▶ _Task instructions_
I'd like every line from the material below that has "front" in it.

▶ _Records_
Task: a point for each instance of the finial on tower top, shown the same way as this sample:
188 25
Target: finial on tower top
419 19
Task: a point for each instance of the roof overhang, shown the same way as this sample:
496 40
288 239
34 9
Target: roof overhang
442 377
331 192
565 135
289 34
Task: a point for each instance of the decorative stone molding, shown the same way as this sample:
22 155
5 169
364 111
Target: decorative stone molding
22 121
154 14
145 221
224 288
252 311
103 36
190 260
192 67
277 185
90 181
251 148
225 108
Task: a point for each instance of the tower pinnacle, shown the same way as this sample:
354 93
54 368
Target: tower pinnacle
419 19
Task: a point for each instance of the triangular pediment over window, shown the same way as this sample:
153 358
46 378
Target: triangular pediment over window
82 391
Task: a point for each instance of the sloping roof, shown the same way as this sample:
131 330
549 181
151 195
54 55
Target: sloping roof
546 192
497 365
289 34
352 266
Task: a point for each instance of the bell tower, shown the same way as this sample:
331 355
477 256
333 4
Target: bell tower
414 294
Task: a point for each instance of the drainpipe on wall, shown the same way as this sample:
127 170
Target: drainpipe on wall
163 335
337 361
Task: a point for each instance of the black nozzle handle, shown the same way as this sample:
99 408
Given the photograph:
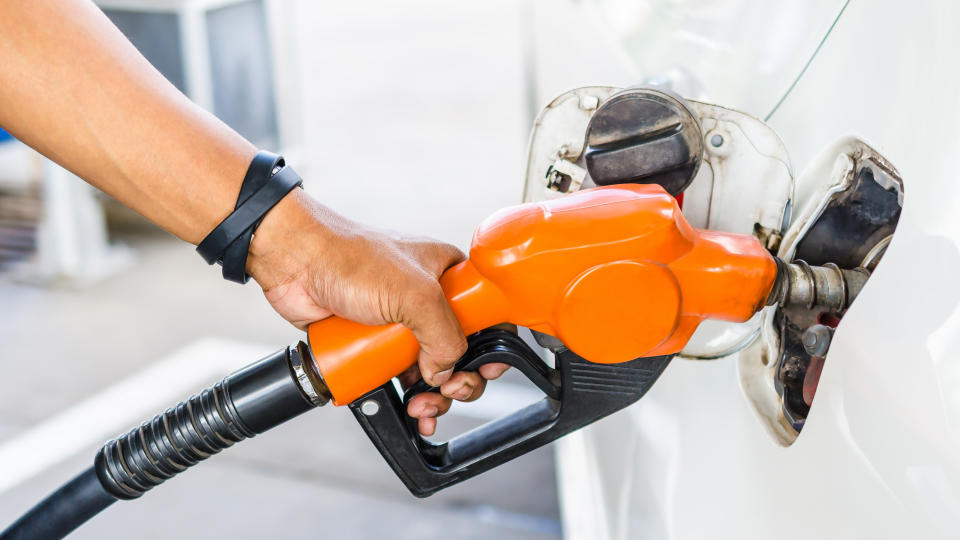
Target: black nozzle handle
577 393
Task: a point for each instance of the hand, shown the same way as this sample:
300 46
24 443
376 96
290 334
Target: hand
313 263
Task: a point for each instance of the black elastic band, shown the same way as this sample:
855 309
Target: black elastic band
231 237
234 259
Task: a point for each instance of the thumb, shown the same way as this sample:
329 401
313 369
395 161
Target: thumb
437 329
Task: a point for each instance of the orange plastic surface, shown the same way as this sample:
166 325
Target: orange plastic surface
615 273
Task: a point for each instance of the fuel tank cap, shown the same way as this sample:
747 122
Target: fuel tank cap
644 136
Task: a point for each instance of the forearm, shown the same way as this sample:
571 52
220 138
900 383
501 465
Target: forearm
74 88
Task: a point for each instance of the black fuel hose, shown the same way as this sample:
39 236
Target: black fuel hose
250 401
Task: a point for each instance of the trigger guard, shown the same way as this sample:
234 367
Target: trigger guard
498 346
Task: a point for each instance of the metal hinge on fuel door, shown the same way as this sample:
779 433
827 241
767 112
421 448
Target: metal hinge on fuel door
730 171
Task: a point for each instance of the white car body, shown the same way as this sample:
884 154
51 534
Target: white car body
879 456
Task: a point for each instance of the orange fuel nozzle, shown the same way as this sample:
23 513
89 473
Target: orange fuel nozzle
615 273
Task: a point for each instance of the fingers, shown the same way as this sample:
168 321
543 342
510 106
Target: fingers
434 325
464 386
493 371
425 408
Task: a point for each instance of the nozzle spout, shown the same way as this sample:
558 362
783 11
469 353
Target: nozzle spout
827 286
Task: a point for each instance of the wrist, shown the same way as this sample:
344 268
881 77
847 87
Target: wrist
289 238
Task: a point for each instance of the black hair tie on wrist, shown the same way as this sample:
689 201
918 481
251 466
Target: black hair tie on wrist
268 180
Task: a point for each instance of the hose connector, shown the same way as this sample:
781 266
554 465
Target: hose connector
245 403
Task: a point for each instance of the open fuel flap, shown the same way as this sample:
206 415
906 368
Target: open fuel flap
849 202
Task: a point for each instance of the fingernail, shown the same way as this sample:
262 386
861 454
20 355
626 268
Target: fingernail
463 393
441 377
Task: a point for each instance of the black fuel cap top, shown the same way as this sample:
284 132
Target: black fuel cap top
644 136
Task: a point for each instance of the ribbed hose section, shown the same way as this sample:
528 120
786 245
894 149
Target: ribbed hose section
180 437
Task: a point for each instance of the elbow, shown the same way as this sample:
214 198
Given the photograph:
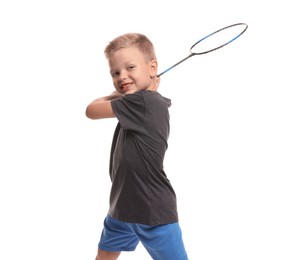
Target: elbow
89 113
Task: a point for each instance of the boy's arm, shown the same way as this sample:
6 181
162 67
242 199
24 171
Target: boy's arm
101 107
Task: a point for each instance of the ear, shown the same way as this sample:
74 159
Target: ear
153 68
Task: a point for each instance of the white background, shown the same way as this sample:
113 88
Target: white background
228 150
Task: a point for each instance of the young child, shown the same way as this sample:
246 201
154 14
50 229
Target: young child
143 204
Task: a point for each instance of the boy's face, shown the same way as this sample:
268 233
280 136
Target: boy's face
131 72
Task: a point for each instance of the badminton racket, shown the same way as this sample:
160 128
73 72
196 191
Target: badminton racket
213 41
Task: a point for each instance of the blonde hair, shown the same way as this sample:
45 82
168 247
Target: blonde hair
140 41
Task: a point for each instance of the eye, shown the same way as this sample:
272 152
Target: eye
131 67
114 74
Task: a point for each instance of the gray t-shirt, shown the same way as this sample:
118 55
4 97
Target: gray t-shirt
141 192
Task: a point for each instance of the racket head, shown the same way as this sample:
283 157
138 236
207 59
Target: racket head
218 39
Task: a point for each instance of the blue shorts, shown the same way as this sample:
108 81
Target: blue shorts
163 242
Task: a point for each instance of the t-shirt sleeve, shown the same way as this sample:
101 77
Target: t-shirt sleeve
130 110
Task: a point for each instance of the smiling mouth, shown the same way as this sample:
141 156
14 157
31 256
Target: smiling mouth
125 86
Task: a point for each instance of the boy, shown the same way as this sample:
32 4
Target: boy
143 203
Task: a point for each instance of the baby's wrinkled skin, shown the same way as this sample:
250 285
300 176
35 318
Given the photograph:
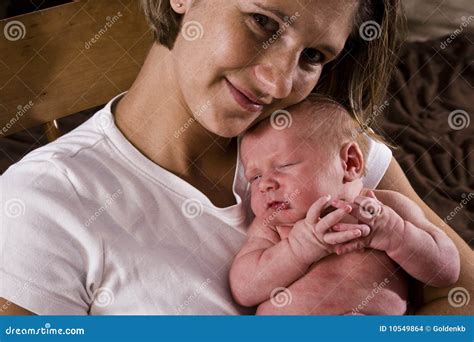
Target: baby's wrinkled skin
356 259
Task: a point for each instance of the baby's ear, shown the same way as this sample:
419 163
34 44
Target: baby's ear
352 161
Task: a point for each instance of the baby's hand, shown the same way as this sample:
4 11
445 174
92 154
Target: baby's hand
313 238
385 224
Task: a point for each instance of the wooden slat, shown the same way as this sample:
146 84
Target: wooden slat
60 68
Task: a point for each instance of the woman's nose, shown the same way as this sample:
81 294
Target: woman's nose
268 184
276 77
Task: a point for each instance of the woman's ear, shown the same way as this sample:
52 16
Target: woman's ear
180 6
352 161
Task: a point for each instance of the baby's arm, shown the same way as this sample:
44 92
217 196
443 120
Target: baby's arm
410 239
266 262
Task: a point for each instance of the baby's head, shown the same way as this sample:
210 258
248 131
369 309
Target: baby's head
290 167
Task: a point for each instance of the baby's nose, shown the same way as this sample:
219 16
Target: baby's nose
268 184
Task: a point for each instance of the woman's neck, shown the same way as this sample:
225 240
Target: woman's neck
154 117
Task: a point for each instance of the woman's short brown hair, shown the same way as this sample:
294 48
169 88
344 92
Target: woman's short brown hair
357 79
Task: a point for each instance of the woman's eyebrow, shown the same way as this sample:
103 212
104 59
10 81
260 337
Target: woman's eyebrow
283 16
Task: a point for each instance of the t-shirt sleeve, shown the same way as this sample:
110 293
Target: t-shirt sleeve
378 160
49 263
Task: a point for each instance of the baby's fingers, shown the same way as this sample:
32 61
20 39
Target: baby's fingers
334 238
331 219
314 211
340 227
349 247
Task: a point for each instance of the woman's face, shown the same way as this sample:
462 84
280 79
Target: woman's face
238 61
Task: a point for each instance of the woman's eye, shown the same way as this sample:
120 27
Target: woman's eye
313 56
265 22
254 178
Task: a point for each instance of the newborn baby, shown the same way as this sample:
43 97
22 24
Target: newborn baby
307 254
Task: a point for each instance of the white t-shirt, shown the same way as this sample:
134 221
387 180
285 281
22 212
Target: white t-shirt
91 226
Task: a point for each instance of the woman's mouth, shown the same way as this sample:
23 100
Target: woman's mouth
275 205
242 100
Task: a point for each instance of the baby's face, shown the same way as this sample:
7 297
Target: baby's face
287 174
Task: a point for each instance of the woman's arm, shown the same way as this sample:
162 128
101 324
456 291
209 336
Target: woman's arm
435 300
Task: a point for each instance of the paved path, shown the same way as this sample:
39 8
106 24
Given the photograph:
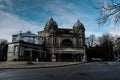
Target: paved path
87 71
21 65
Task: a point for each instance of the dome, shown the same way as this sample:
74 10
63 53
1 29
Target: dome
78 25
51 24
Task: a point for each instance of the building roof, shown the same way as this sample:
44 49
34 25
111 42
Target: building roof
78 25
51 23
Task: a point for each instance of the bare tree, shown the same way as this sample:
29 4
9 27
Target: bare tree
109 10
91 40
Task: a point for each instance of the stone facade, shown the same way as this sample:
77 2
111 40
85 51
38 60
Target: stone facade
63 44
24 46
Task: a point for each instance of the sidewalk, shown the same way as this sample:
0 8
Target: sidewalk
23 65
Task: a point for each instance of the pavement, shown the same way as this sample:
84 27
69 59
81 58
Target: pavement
24 65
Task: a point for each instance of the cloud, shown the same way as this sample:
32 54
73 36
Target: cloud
11 24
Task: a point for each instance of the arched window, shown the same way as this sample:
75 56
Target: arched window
66 43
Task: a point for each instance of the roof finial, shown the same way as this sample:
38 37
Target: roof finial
51 18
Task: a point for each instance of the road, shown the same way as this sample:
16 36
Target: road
87 71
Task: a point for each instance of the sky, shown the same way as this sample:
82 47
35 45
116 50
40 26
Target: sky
24 15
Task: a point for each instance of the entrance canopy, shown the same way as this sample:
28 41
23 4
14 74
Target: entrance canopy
67 51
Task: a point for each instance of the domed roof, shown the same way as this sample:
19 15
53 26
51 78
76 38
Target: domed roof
78 25
51 23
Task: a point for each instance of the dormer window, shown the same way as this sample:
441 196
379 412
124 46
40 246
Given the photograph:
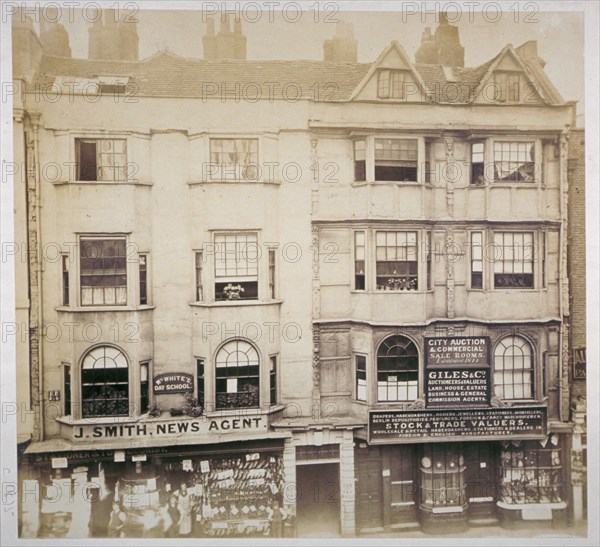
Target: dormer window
391 84
507 86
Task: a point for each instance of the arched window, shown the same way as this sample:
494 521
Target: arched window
513 369
105 383
237 375
397 370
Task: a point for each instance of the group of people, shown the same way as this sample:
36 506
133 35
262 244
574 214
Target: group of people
171 519
177 516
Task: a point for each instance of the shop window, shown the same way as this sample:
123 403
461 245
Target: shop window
200 381
360 362
65 279
442 476
101 159
103 272
105 383
236 266
360 161
273 379
359 261
514 161
397 370
144 387
477 260
234 159
237 375
143 278
513 369
532 472
396 159
396 256
477 163
513 260
67 388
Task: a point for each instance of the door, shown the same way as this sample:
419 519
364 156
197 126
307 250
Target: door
369 489
318 500
481 460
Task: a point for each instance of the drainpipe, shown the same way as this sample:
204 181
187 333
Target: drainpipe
34 117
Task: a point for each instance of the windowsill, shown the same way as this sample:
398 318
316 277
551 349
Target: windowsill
84 309
392 183
226 181
104 182
235 303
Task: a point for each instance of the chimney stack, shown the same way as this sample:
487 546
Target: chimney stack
227 44
53 35
343 47
528 52
443 47
26 46
113 39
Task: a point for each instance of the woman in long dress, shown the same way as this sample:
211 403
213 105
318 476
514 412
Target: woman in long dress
184 504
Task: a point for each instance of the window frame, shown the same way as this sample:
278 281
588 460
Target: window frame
415 276
534 384
407 387
369 139
237 279
356 357
535 285
81 382
255 397
88 139
128 270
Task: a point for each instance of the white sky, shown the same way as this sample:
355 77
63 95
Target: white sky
560 35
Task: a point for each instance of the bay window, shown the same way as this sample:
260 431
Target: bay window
103 271
514 161
513 260
396 261
236 266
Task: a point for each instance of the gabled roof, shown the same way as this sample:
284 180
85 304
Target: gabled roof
168 75
537 77
394 46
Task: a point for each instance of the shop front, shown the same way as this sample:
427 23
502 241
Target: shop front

▶ _Result of the exercise_
Task: a point for each instance of the shop front, shown the same way as this sample:
Target: shop front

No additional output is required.